#### Required work:
1 - Do these statements agree with the Amazon incentives passage? For each, answer yes or no and quote the deciding words from the text. (a) The current Austin mayor and City Council have mostly stayed out of large tax incentive fights. (b) The proposed Amazon headquarters would provide jobs averaging $100,000 in pay. (c) The writer finds that local leaders are questioning growth plenty.
2 - Write out the Amazon incentives passage between "The current Austin" and "live in Austin?", inclusive, substituting "Google" for "Amazon".
3 - Please go on with the Amazon incentives passage from where it stops.

#### Text block:
The current Austin mayor and City Council have largely avoided the big tax incentive battles of their predecessors. However, now they are signaling that they are ready to start giving tax incentives to compete for Amazon to create a new headquarters here, employing up to 50,000 people in high-paying $100,000-average-paying jobs.
I don’t see enough questioning by our leaders of whether our local governments should fan the flames of more growth of 50,000 new Amazon residents plus their families. There is a false assumption that growth is always good — and that the faster and bigger that growth is, the better.
How is any Amazon deal good for people who already live in Austin?
What do you think happens to the real estate market and cost of living for current residents when tens of thousands of people move here who are wealthier and have more buying power than current Austin residents? You don’t have to guess; just look around. What has this kind of growth promotion by Austin done to housing affordability, traffic, schools, gentrification, the environment, or increasing need for expansion of government budgets and property tax increases? Give an honest, informed answer to this question: How have tax incentives and the resulting growth benefited common folks who lived here already?

#### Supplied information:
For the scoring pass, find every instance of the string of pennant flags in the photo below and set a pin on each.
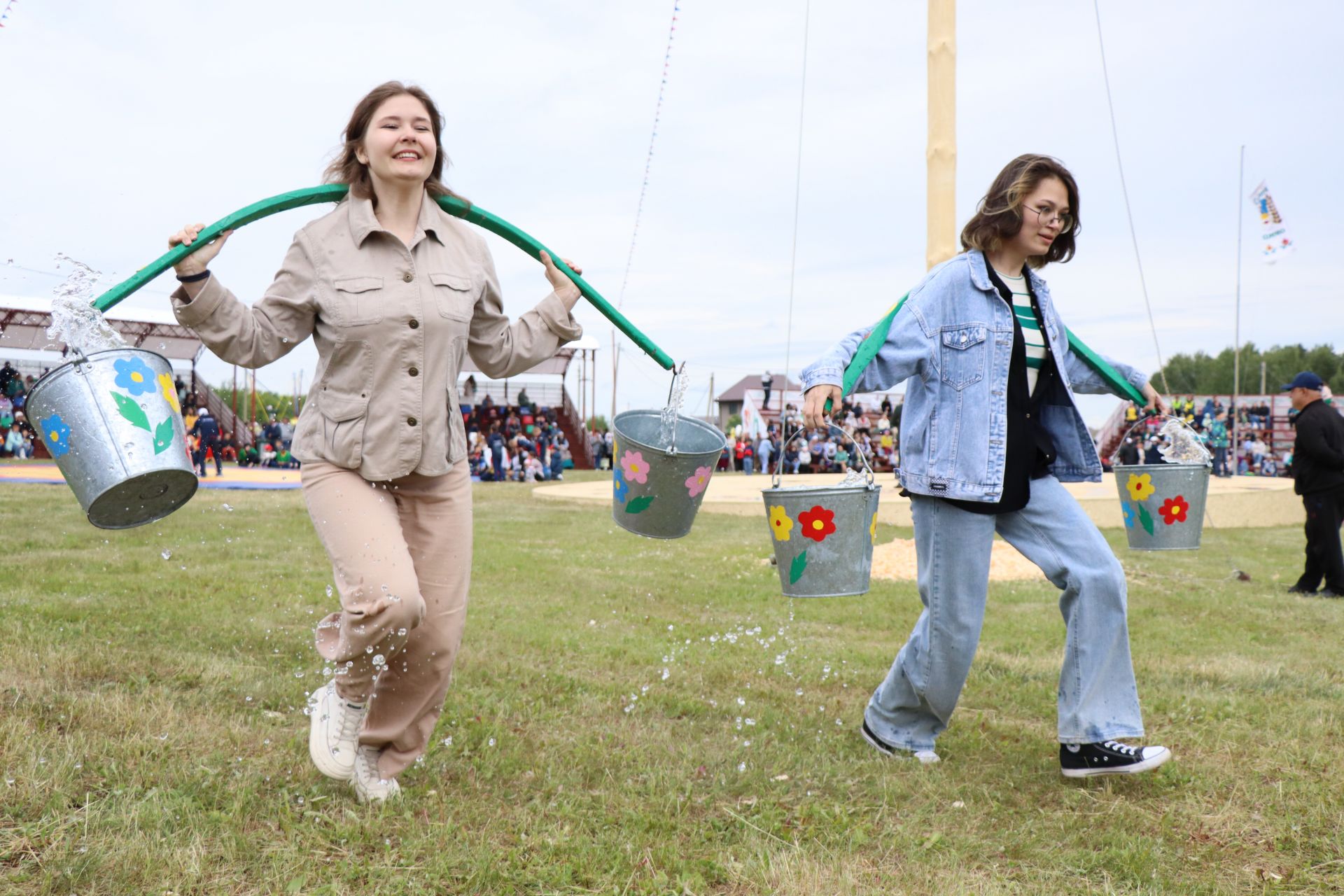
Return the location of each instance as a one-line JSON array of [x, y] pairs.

#### Answers by task:
1 -
(a) Yes: "have largely avoided the big tax incentive battles of their predecessors"
(b) Yes: "high-paying $100,000-average-paying jobs"
(c) No: "I don’t see enough questioning by our leaders"

2 -
The current Austin mayor and City Council have largely avoided the big tax incentive battles of their predecessors. However, now they are signaling that they are ready to start giving tax incentives to compete for Google to create a new headquarters here, employing up to 50,000 people in high-paying $100,000-average-paying jobs.
I don’t see enough questioning by our leaders of whether our local governments should fan the flames of more growth of 50,000 new Google residents plus their families. There is a false assumption that growth is always good — and that the faster and bigger that growth is, the better.
How is any Google deal good for people who already live in Austin?

3 -
History shows that this growth does not pay for itself. It drives up the cost of living for current residents. These big-shot corporations brag about building expensive buildings — $5 billion in Amazon’s case — but do they pay property taxes based on those values? Of course not; they either get property tax breaks to begin with or they protest at the appraisal district the same values they bragged about when making their pitch to the City Council. Look at Circuit of the America’s contested tax appraisal; it got $14 million cut from its property tax bill over three years after a settlement.
The net effect is that the rest of us pay more in taxes and utility fees when our elected officials offer freeloader status to companies who cause growth that does not pay for itself. If voters use their votes to protect themselves, they will never vote for a candidate who supports government incentives to pile this expensive inflationary growth on Austin. Logically, it should be political suicide for a politician to vote for tax incentives for Amazon while refusing to support a homestead exemption or tax freeze for Austin homeowners. All voters should be united in opposing such tax incentives.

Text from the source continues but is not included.